(Beginning of Excerpt)
At a July FDA advisory hearing on ways to increase the safety of extended-release and long-acting opioid drugs, the agency opened the door to using continuing medical education (CME) to help reach the goal.
Dr. Bob Rappaport, director of FDA's division of anesthetic and analgesic products, while reviewing elements of a REMS (risk evaluation and mitigation strategy) for this category, said the FDA would be responsible for approving the content of prescriber training developed by sponsors.
That comment marked “a real milestone,” said Dr. Murray Kopelow, chief executive of the Accreditation Council for CME. “If control of the content remains in the hands of organizations outside of industry, then it's independent and accredited CME can deliver it.”
It means that professional practice gaps, hypothetically, can be reflected by a commercial supporter in an RFP. Then the education could be created specific to a single product. Kopelow stressed, though, that the initiative has to come from the FDA and the content has to be controlled or approved by the FDA.
The FDA advisory committee rejected the agency's proposed REMS.
Once a class-wide REMS is finalized, it could create more opportunity for those CME providers that understand the rules and regulations, and could also come as welcome news to companies that market long-acting and extended-release opioids.
“We're all looking for ways to effectively educate our prescribers and patients and to make sense of our products,” said Dr. Eric Carter, chief science office for King Pharmaceuticals, marketer of Embeda and Avinza, two forms of extended-release morphine.
According to a government report, substance abuse treatment admissions aged 12 or older involving pain reliever abuse more than quadrupled between 1998 and 2008.
(End of Excerpt)
(Beginning of Available data)
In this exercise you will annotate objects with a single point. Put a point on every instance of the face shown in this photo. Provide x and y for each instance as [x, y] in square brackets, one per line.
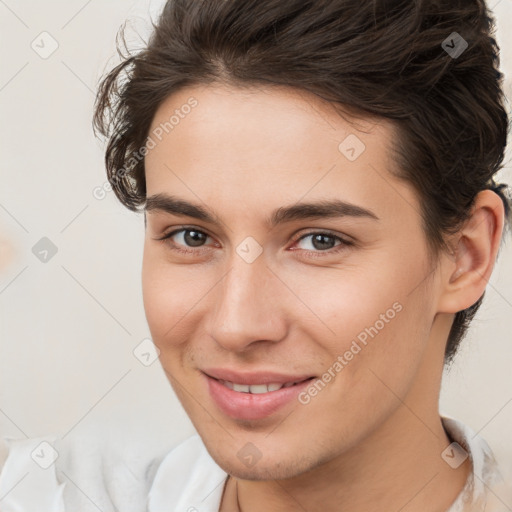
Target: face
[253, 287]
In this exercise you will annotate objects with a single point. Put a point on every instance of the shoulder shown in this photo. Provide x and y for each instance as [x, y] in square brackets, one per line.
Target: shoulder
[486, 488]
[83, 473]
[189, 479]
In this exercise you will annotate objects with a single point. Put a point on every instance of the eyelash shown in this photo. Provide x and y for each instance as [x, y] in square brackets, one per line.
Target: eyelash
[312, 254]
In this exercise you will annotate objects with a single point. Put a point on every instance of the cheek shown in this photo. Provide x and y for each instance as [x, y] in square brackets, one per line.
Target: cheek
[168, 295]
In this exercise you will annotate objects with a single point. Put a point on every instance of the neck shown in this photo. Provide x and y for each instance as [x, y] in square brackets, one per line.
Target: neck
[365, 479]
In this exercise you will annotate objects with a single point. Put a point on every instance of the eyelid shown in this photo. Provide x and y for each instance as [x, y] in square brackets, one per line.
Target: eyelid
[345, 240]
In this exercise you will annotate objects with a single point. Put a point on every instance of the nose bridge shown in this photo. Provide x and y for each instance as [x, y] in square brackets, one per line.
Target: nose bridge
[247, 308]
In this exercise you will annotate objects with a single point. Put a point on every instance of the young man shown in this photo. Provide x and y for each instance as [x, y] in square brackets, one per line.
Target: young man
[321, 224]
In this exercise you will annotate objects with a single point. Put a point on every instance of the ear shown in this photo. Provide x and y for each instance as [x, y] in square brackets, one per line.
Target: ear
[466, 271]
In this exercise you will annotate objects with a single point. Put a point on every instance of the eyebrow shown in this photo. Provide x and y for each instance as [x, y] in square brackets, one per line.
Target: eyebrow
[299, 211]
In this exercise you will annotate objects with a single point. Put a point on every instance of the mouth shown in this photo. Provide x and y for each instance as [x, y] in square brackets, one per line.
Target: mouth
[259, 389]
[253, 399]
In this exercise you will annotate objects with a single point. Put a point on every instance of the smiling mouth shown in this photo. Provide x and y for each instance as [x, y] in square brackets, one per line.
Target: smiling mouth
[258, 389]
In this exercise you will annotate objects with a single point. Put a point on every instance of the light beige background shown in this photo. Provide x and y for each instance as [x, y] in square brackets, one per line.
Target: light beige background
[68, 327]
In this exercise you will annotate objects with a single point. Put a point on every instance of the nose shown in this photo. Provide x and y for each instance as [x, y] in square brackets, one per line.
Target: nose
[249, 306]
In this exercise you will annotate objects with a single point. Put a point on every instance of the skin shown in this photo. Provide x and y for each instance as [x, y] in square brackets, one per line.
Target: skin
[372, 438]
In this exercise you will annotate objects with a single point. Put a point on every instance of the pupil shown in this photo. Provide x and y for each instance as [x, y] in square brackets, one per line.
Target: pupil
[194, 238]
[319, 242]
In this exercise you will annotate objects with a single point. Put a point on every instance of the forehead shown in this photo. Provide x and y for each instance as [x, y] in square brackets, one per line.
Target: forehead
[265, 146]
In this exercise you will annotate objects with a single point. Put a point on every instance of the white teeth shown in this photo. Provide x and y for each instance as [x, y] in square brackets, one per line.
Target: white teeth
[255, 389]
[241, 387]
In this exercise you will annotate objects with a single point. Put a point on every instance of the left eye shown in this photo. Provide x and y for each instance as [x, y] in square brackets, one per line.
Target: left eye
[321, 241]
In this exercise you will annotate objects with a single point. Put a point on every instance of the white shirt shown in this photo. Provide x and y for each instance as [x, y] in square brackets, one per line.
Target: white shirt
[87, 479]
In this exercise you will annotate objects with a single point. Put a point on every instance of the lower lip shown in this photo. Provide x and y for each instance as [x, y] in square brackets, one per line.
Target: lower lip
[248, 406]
(End of Available data)
(Beginning of Available data)
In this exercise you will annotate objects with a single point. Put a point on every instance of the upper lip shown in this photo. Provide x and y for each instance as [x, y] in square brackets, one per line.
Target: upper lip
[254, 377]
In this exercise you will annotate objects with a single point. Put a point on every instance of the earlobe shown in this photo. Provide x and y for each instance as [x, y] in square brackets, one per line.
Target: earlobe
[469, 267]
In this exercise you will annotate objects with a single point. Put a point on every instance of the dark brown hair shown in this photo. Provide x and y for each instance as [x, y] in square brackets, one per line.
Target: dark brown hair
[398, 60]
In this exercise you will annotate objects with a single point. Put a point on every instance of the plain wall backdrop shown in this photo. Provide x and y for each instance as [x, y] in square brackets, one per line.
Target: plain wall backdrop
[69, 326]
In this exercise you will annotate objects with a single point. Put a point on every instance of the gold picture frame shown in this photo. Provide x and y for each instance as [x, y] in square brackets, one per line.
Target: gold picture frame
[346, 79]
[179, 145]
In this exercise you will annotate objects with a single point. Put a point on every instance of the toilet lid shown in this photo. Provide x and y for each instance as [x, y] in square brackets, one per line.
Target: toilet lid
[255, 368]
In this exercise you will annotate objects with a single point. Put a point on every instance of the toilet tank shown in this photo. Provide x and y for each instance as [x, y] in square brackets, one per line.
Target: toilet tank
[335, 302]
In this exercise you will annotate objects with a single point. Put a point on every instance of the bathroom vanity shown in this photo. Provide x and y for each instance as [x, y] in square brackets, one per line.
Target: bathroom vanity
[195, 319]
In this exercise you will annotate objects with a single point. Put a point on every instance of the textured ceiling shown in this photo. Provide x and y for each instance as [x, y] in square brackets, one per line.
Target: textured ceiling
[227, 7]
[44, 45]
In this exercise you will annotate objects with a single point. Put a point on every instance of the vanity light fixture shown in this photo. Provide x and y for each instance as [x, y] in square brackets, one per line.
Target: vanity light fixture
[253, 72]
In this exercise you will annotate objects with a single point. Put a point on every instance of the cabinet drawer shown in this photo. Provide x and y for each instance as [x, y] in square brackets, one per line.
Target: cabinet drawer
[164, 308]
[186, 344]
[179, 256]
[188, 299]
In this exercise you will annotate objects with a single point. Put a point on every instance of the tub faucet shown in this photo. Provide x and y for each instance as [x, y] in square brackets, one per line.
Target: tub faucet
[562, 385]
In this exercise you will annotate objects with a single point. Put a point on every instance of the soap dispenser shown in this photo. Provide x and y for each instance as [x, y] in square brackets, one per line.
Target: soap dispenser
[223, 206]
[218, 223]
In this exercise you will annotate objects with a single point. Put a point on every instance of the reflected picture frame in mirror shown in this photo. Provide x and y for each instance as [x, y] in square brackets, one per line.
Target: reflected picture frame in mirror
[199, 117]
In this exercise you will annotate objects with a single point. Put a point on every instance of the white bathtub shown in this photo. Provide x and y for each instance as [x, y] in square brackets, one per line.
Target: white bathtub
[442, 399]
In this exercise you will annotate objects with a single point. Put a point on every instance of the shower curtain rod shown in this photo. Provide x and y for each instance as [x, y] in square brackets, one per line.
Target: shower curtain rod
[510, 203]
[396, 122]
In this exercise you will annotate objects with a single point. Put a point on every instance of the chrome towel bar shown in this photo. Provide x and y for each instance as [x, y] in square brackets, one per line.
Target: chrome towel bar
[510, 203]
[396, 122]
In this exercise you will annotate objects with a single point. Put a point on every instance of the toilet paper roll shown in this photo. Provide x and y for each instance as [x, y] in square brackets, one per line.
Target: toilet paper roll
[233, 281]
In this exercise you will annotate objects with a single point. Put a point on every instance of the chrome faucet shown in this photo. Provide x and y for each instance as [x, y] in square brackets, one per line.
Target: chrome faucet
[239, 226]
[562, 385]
(End of Available data)
(Beginning of Available data)
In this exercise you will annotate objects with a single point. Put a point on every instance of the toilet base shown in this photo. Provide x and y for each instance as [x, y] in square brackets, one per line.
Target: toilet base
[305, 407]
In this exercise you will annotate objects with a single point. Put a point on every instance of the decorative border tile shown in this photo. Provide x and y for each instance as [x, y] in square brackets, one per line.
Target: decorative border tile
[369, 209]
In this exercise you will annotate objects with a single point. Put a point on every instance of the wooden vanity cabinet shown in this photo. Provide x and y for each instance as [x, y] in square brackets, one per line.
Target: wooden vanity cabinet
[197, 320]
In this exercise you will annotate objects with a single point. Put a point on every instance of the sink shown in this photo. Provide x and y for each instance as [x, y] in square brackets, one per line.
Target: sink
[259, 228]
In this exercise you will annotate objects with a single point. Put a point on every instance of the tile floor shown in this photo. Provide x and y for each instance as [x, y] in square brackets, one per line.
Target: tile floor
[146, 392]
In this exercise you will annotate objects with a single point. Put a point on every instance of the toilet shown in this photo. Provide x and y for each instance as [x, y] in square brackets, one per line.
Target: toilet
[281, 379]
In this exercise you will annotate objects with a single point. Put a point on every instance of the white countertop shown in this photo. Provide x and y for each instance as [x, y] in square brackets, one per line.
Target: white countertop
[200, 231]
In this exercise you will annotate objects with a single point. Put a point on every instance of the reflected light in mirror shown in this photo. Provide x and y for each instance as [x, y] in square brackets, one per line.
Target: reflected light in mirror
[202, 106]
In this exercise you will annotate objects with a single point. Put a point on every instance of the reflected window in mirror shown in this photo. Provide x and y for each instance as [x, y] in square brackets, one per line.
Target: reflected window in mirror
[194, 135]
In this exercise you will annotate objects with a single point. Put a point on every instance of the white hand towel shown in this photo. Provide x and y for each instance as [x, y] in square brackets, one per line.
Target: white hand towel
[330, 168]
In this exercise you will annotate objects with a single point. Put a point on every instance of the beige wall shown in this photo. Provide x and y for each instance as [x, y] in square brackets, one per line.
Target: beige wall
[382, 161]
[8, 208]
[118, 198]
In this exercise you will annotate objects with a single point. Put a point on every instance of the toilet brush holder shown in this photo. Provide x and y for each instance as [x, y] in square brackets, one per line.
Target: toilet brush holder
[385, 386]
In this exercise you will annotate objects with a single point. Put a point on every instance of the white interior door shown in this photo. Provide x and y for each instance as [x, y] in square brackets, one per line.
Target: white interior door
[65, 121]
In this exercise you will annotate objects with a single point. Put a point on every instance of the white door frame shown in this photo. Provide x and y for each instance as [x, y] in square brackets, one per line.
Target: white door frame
(End of Available data)
> [Prompt 1]: Quote the opioid REMS article from "At a July FDA" up to and including "developed by sponsors.".
> [Prompt 2]: According to the opioid REMS article, what did the FDA advisory committee do with the agency's proposed REMS?
> [Prompt 3]: Summarize the opioid REMS article in two sentences.
The items stand apart from the opioid REMS article and are separate material.

> [Final answer 1]:
At a July FDA advisory hearing on ways to increase the safety of extended-release and long-acting opioid drugs, the agency opened the door to using continuing medical education (CME) to help reach the goal.
Dr. Bob Rappaport, director of FDA's division of anesthetic and analgesic products, while reviewing elements of a REMS (risk evaluation and mitigation strategy) for this category, said the FDA would be responsible for approving the content of prescriber training developed by sponsors.

> [Final answer 2]: It rejected the proposed REMS.

> [Final answer 3]: At a July FDA advisory hearing on increasing the safety of extended-release and long-acting opioids, the agency opened the door to using continuing medical education and said it would be responsible for approving the content of prescriber training developed by sponsors. The chief executive of the Accreditation Council for CME called this a real milestone, although the advisory committee rejected the agency's proposed REMS.